PROMPT –
Output the line containing "Mark the sofa", then every remaining line of the entries below, exactly as written and with no other text.

PROVIDED RECORDS –
####

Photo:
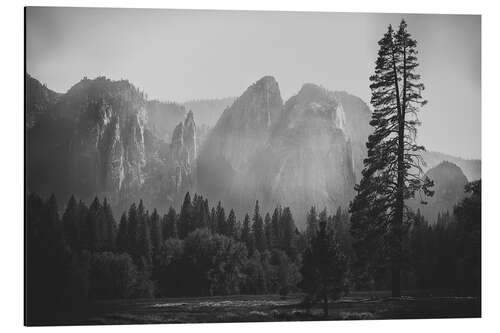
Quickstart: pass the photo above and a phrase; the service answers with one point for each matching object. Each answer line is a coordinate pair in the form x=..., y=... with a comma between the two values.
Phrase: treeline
x=439, y=259
x=85, y=254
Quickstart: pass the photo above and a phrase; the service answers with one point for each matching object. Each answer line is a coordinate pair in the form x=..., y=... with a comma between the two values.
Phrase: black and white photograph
x=215, y=166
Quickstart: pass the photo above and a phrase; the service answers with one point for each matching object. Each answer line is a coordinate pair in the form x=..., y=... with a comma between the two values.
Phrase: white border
x=11, y=175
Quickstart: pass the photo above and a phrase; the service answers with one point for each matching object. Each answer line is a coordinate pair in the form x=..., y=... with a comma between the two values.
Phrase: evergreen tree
x=289, y=233
x=311, y=223
x=220, y=220
x=258, y=229
x=268, y=231
x=71, y=223
x=109, y=227
x=133, y=231
x=247, y=236
x=393, y=169
x=185, y=225
x=231, y=225
x=324, y=266
x=94, y=226
x=156, y=231
x=122, y=238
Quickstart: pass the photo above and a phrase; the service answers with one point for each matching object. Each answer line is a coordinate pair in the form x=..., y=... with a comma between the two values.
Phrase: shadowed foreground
x=273, y=308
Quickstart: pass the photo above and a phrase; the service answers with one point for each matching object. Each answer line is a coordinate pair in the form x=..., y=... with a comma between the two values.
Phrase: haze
x=179, y=55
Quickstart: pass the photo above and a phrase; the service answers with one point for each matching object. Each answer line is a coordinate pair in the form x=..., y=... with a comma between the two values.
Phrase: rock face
x=40, y=100
x=449, y=183
x=309, y=158
x=208, y=111
x=470, y=167
x=162, y=118
x=98, y=139
x=357, y=127
x=297, y=154
x=183, y=152
x=242, y=130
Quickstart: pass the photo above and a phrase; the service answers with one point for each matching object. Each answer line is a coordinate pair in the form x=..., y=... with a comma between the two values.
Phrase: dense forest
x=82, y=253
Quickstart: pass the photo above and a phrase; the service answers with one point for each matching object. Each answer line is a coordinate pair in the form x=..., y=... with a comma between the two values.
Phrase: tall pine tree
x=393, y=168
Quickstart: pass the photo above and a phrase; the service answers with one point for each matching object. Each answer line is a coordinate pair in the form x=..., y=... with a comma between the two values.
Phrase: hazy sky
x=183, y=54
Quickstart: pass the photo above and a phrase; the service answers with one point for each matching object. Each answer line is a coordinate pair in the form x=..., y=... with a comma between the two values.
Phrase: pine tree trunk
x=325, y=305
x=397, y=222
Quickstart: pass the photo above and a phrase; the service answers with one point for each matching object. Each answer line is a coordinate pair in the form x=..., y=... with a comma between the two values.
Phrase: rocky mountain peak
x=449, y=183
x=184, y=151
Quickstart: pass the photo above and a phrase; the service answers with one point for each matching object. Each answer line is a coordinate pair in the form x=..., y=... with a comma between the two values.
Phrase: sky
x=178, y=55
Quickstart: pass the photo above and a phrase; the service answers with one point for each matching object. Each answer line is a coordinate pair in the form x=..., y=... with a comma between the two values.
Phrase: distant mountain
x=102, y=137
x=296, y=154
x=242, y=130
x=162, y=116
x=449, y=189
x=208, y=111
x=39, y=99
x=470, y=167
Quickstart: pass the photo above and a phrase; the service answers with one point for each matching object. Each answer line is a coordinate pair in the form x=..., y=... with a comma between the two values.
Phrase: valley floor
x=274, y=308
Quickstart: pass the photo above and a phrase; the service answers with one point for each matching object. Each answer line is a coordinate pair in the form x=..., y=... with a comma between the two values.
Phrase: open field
x=273, y=308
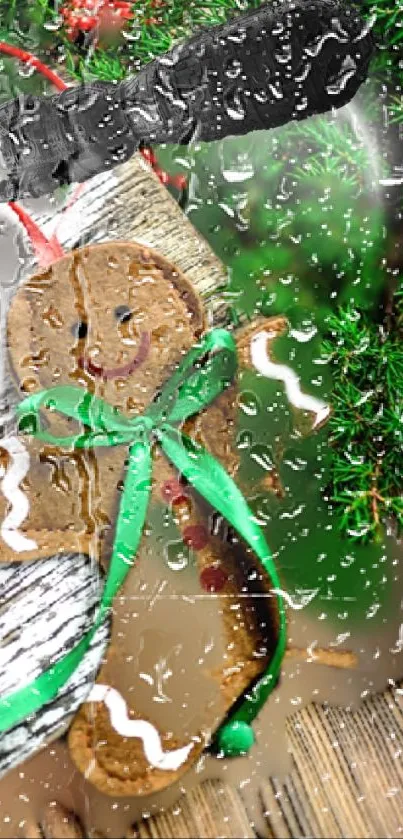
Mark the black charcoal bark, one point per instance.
(284, 61)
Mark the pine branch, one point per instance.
(365, 428)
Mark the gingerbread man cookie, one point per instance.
(194, 624)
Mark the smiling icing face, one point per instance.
(113, 319)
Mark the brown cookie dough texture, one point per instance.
(116, 319)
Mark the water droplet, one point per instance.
(249, 403)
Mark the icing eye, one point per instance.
(80, 329)
(123, 314)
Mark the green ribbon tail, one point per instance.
(45, 687)
(211, 480)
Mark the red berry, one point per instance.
(196, 536)
(173, 491)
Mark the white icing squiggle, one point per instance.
(281, 372)
(145, 731)
(10, 487)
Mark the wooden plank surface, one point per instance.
(347, 774)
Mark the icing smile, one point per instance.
(119, 372)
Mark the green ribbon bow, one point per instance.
(203, 374)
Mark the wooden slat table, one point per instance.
(347, 774)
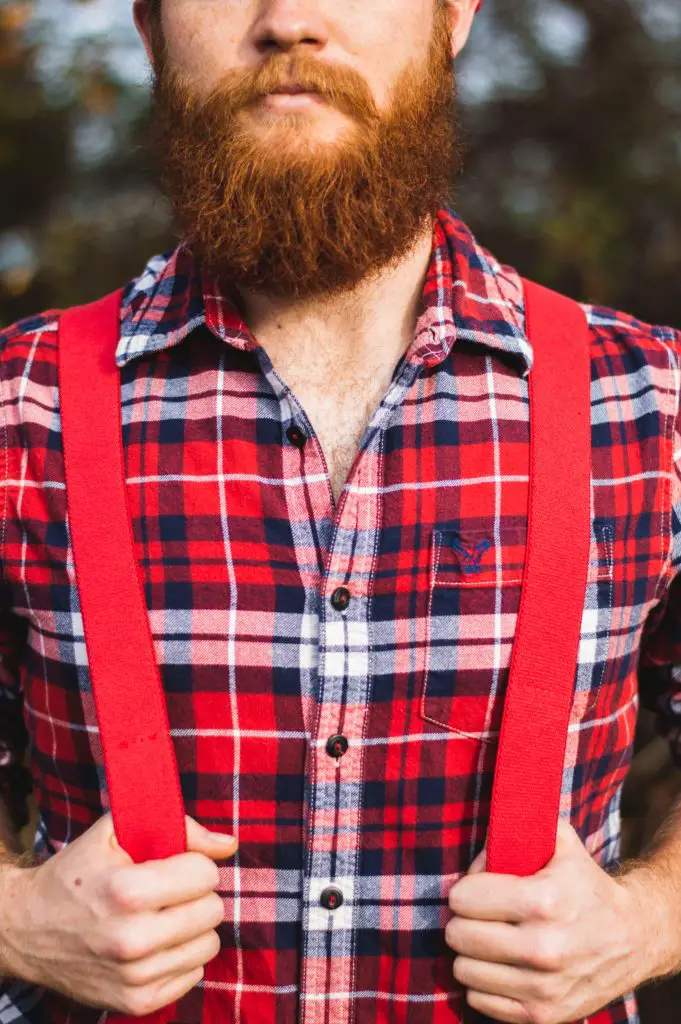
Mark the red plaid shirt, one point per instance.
(281, 622)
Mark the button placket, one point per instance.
(336, 760)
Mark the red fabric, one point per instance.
(130, 704)
(527, 776)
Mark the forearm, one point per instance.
(655, 879)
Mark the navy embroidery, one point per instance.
(471, 557)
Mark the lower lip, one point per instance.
(292, 100)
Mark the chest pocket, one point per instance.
(475, 583)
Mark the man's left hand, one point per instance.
(550, 948)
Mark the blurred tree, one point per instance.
(79, 212)
(573, 172)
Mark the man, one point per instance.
(325, 421)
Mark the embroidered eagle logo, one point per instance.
(471, 557)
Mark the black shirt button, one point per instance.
(296, 436)
(336, 747)
(340, 598)
(331, 898)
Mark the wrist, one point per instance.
(14, 883)
(653, 928)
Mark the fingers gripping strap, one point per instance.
(525, 797)
(141, 772)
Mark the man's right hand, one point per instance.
(110, 933)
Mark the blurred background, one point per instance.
(572, 120)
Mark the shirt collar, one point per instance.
(467, 296)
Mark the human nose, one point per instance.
(285, 25)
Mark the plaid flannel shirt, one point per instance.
(335, 676)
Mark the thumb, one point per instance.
(215, 845)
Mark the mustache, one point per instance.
(342, 87)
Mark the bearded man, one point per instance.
(325, 415)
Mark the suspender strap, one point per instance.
(141, 772)
(525, 798)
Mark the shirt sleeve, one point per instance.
(14, 776)
(660, 665)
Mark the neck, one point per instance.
(370, 327)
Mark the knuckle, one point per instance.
(138, 1001)
(124, 945)
(203, 867)
(460, 971)
(548, 952)
(216, 945)
(451, 933)
(133, 975)
(543, 902)
(217, 909)
(121, 893)
(540, 1013)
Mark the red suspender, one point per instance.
(141, 772)
(525, 800)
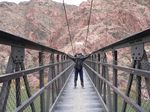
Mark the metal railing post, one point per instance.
(41, 72)
(115, 81)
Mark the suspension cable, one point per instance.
(89, 20)
(68, 27)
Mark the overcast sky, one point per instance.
(74, 2)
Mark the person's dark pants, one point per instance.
(80, 72)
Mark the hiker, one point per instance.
(78, 59)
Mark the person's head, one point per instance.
(78, 54)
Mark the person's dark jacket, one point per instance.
(78, 61)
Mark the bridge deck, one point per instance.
(79, 99)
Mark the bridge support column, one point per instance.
(15, 63)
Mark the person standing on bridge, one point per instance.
(78, 60)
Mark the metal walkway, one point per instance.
(79, 99)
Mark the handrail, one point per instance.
(12, 40)
(39, 92)
(138, 72)
(126, 98)
(10, 76)
(142, 37)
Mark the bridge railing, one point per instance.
(31, 89)
(120, 72)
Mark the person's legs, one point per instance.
(75, 77)
(81, 77)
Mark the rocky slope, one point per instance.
(44, 22)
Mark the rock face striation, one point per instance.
(44, 21)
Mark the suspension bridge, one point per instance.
(55, 92)
(110, 86)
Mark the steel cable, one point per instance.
(68, 26)
(89, 20)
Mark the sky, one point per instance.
(72, 2)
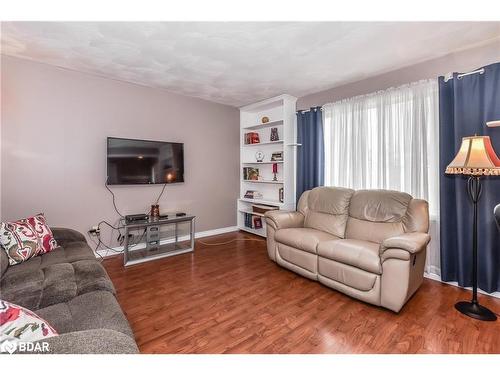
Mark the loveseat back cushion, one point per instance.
(327, 209)
(375, 215)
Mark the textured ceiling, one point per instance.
(238, 63)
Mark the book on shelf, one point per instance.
(250, 173)
(252, 138)
(253, 194)
(263, 208)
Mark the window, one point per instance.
(387, 140)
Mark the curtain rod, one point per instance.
(459, 76)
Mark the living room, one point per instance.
(249, 187)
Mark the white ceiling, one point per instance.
(239, 63)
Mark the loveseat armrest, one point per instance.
(409, 242)
(64, 235)
(92, 341)
(279, 219)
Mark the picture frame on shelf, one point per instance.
(277, 156)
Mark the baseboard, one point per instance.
(213, 232)
(436, 277)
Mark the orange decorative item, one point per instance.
(155, 211)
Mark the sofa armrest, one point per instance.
(284, 219)
(63, 235)
(408, 242)
(93, 341)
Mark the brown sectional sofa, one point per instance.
(369, 244)
(71, 290)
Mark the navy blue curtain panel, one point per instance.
(465, 105)
(311, 155)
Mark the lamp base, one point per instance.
(476, 311)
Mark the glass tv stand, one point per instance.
(159, 239)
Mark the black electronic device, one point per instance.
(135, 162)
(136, 217)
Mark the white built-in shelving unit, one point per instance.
(281, 113)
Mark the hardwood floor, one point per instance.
(232, 299)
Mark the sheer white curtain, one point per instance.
(388, 140)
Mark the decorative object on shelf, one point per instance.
(263, 208)
(253, 194)
(250, 174)
(252, 138)
(155, 211)
(277, 156)
(259, 156)
(274, 135)
(257, 222)
(475, 158)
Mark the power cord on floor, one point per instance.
(114, 200)
(228, 242)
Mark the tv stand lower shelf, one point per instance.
(153, 246)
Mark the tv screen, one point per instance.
(132, 161)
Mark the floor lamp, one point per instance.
(476, 158)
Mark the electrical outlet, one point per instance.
(94, 231)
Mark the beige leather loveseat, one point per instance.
(369, 244)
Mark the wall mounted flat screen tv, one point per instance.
(140, 162)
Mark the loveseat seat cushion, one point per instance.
(95, 310)
(305, 239)
(56, 283)
(356, 253)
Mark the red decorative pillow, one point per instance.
(20, 324)
(26, 238)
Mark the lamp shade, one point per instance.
(476, 156)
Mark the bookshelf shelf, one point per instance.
(263, 182)
(281, 112)
(266, 125)
(263, 144)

####

OUTPUT OF THE TASK –
Mark the sofa armrest, one point per instance.
(284, 219)
(63, 235)
(408, 242)
(93, 341)
Mark the brown sectional sofa, one point per instance.
(369, 244)
(71, 290)
Mark the navy blue curtain panel, one point per instance.
(465, 105)
(311, 155)
Mark the lamp base, one point per instance.
(476, 311)
Mark the glass tv stand, one point per instance.
(159, 239)
Mark the black electronic device, one point per instance.
(135, 162)
(136, 217)
Mark the white built-in shelving unit, one point per instance.
(281, 113)
Mark the hardwood floor, one point per instance.
(232, 299)
Mark the sheer white curtain, one point per instance.
(388, 140)
Mark the decorative object on shelf, one point per instance.
(263, 208)
(253, 194)
(250, 174)
(252, 138)
(155, 211)
(277, 156)
(259, 156)
(274, 135)
(257, 222)
(475, 158)
Mark the power cord on floor, one point per instance.
(114, 200)
(228, 242)
Mark the tv stand lower shelf, one point per instance.
(153, 246)
Mark the tv screen, one point per instance.
(132, 161)
Mark the floor lamp, one point per instance.
(476, 158)
Mark the electrical outlet, one point per instance.
(94, 231)
Mark the beige leather loveseat, one point per instance.
(369, 244)
Mark the wall mounted flat screen tv, one point per instance.
(140, 162)
Mark the loveseat seat cushion, one point per instance.
(95, 310)
(305, 239)
(56, 283)
(356, 253)
Mark the red decorative pillow, one point per instance.
(20, 324)
(26, 238)
Mark the lamp shade, one point per instance.
(476, 156)
Mark the bookshelf shelf, one point per instance.
(263, 182)
(281, 112)
(266, 125)
(263, 144)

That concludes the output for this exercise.